### Your objective
The entries that follow need to be reproduced exactly, minus any images.

### Referring expression data
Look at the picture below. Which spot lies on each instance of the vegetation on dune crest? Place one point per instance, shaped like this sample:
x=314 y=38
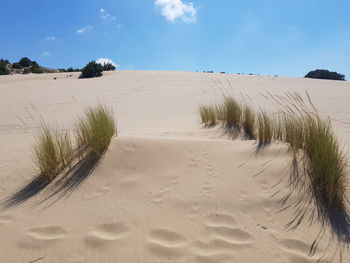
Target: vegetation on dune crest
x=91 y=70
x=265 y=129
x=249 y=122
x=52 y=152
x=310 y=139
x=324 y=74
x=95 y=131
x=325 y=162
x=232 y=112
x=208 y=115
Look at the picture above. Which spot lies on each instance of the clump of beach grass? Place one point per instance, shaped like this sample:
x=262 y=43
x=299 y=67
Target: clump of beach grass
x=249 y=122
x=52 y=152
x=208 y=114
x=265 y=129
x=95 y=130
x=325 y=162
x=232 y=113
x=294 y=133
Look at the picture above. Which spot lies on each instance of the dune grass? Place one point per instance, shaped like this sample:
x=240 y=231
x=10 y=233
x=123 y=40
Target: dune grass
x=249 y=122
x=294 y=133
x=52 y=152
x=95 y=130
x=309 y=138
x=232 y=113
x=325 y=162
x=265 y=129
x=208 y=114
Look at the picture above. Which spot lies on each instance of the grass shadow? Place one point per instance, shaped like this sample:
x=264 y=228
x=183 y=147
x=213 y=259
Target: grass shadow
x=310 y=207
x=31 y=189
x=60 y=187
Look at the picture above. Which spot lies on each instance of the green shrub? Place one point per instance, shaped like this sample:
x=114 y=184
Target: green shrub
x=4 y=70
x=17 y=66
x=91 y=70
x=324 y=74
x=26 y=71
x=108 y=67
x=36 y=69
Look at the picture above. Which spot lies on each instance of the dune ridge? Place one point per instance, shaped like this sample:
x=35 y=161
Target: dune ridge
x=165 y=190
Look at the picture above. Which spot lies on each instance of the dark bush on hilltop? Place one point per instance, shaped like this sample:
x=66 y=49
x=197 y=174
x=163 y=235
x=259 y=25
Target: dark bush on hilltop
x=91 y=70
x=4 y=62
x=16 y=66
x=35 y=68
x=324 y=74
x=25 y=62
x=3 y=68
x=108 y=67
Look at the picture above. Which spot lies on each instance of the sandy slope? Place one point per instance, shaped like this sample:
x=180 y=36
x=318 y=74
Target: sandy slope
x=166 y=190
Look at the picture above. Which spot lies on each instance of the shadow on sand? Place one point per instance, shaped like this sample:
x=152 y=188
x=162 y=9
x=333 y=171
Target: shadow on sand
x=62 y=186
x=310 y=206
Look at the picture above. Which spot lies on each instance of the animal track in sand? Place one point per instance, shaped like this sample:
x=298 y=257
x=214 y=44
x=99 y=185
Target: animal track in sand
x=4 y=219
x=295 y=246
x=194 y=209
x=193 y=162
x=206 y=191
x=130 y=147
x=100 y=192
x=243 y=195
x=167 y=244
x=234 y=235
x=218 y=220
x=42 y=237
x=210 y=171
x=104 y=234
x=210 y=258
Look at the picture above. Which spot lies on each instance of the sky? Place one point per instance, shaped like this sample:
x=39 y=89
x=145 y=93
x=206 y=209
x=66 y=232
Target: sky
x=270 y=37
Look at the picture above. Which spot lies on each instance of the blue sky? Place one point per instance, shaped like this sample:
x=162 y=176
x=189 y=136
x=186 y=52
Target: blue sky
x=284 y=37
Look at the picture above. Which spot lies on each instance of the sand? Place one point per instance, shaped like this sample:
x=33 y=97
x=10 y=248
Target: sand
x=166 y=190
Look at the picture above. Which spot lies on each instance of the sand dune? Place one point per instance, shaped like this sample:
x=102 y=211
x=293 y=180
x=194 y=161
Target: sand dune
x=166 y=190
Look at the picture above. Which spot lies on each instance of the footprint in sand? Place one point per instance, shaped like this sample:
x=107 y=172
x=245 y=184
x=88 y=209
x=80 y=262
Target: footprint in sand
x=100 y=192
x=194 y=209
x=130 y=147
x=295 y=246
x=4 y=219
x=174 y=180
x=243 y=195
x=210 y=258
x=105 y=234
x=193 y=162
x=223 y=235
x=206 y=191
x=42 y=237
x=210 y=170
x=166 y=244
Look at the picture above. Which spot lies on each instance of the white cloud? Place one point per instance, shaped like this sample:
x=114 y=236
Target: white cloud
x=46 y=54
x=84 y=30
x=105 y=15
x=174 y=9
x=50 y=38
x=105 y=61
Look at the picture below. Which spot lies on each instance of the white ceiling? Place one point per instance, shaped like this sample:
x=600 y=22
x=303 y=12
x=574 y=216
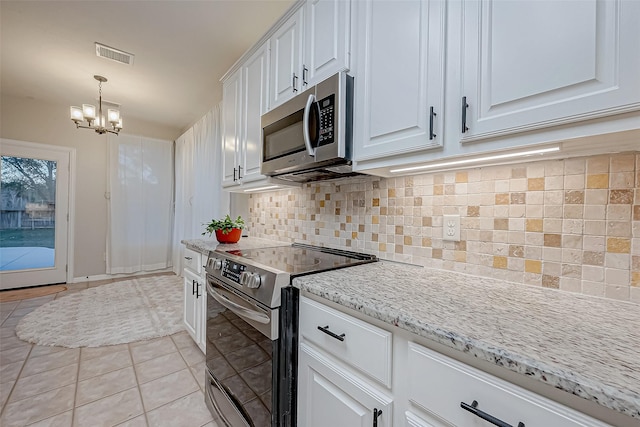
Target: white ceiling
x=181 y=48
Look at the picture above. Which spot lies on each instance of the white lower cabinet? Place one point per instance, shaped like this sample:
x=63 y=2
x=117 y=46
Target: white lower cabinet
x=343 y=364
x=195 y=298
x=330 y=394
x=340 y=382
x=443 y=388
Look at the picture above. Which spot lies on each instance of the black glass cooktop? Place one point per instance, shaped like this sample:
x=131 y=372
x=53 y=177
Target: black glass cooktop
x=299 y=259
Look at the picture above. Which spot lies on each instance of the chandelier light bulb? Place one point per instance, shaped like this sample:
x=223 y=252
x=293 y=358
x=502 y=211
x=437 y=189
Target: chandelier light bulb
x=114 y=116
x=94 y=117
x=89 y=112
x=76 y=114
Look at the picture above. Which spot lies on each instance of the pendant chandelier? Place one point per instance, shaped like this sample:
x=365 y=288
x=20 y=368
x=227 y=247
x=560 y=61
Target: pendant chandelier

### Task output
Look at the picture below. Which spot lies on each instance of the vegetation on dune crest? Place one point per instance, shaped like this sample:
x=314 y=38
Target: vegetation on dune crest
x=91 y=70
x=265 y=129
x=249 y=122
x=52 y=152
x=310 y=139
x=324 y=74
x=95 y=131
x=325 y=162
x=232 y=112
x=208 y=115
Look at the picture above. Which spot lies on each instance of the clump of beach grass? Place one point per instance, shaped like this sample:
x=262 y=43
x=299 y=67
Target: clump of beach grass
x=249 y=122
x=52 y=152
x=208 y=114
x=265 y=129
x=95 y=130
x=325 y=162
x=232 y=113
x=294 y=133
Look at the picture above. Which spot lies on each instance of the dune grass? Place one point per instance, shaped like this sample:
x=240 y=231
x=10 y=233
x=123 y=40
Target: dune grass
x=249 y=122
x=294 y=133
x=52 y=152
x=95 y=130
x=309 y=138
x=232 y=113
x=325 y=162
x=265 y=129
x=208 y=114
Look at the picture above. Which spot lies on each instance of the grass shadow? Place one point per instance, shaped like this sample:
x=264 y=228
x=183 y=147
x=213 y=259
Target: grass shadow
x=310 y=207
x=31 y=189
x=60 y=187
Look at the picture above. Which spot lies on each instance of the green shrub? Place one point per instance, shaped like this sample:
x=114 y=184
Target: green shrub
x=4 y=70
x=17 y=66
x=91 y=70
x=324 y=74
x=26 y=71
x=108 y=67
x=36 y=69
Look at the picture above. Which spot lies on each instance of the dune ridge? Place one point per instance, shaped like this sample:
x=35 y=161
Target: dune ridge
x=165 y=190
Look at the picture above. Which spot lies on each instance of the dark bush on hilltop? Place one point per instance, shaped like this sample:
x=66 y=49
x=197 y=174
x=163 y=235
x=259 y=25
Target: dark bush on hilltop
x=91 y=70
x=4 y=62
x=16 y=66
x=35 y=68
x=324 y=74
x=25 y=62
x=3 y=68
x=108 y=67
Look at the picture above. Which spot lies on each instance of the sandy slope? Place one point per instance, shaped like this sample:
x=180 y=36
x=318 y=74
Target: sandy slope
x=166 y=190
Look at the picture above. Which spot lies on each instance of the shadow on sand? Place one point per instance, shaped like this sample:
x=152 y=188
x=162 y=9
x=333 y=171
Target: shadow on sand
x=62 y=186
x=310 y=206
Look at the picture above. Which spot lies on each instance of the animal track in sand? Place one point per instance, shaped like this sample:
x=298 y=257
x=214 y=44
x=99 y=185
Target: animal track in sand
x=4 y=219
x=295 y=246
x=194 y=209
x=193 y=162
x=206 y=191
x=130 y=147
x=100 y=192
x=243 y=195
x=167 y=244
x=234 y=235
x=218 y=220
x=42 y=237
x=210 y=171
x=104 y=234
x=210 y=258
Look at the picture above. Which spot lies on each instance of the sky? Place one point per instance, shaped like this sample:
x=39 y=89
x=145 y=93
x=206 y=209
x=66 y=232
Target: sky
x=270 y=37
Look at the picture above. Which spot lies on each instance of the blue sky? Place one point per instance, shaped like this sample:
x=162 y=176
x=189 y=136
x=186 y=52
Target: blue sky
x=284 y=37
Look at the picture above. Which spot lies on each instance of the sand? Place one point per instance, shaped like this sample:
x=33 y=97
x=10 y=248
Target: sand
x=166 y=190
Look at the picture above. Which spot lies on each instance of the sand dune? Place one point per instance, shaped like this sample:
x=102 y=211
x=293 y=180
x=194 y=161
Target: sand dune
x=166 y=190
Look at the picture above. Which spot lies on each instance of the footprint in sand? Place one point per instance, shaped like this sample:
x=107 y=172
x=245 y=184
x=88 y=209
x=80 y=262
Target: footprint in sand
x=100 y=192
x=194 y=209
x=130 y=147
x=295 y=246
x=4 y=219
x=174 y=180
x=243 y=195
x=210 y=258
x=105 y=234
x=193 y=162
x=223 y=235
x=206 y=191
x=42 y=237
x=210 y=170
x=166 y=244
Look at the picture above. Which spot lies on each instance of the white cloud? Place one point per instance, shaped like this sample:
x=114 y=236
Target: white cloud
x=46 y=54
x=84 y=30
x=105 y=15
x=174 y=9
x=50 y=38
x=105 y=61
Look at the picture below. Which spot lies on each instance of the white ceiling? Place one point per instance, shaped like this sample:
x=600 y=22
x=303 y=12
x=574 y=216
Target: white ceiling
x=181 y=48
Look at the picture above. Which spot lies on each instance of the white lower cabinet? Place one point per instance, shaped like this sample:
x=63 y=2
x=117 y=46
Target: white lower cabinet
x=343 y=364
x=195 y=298
x=330 y=394
x=340 y=382
x=443 y=388
Look at the picture above. Which spot lies on each instance of the black glass cooktop? Place one point per instance, shaped like this sample:
x=131 y=372
x=53 y=177
Target: black glass cooktop
x=299 y=259
Look at the picture above. Which spot lies on each instance of the chandelier light bulb? Place one point per instance, shaped like this sample:
x=223 y=252
x=293 y=358
x=502 y=211
x=437 y=189
Target: chandelier light bulb
x=114 y=116
x=94 y=117
x=89 y=112
x=76 y=114
Look at the picture above. Which spot lies on each instance of the pendant chandelier? Place one point per instance, shaped like this sample:
x=365 y=288
x=20 y=368
x=227 y=247
x=560 y=61
Target: pendant chandelier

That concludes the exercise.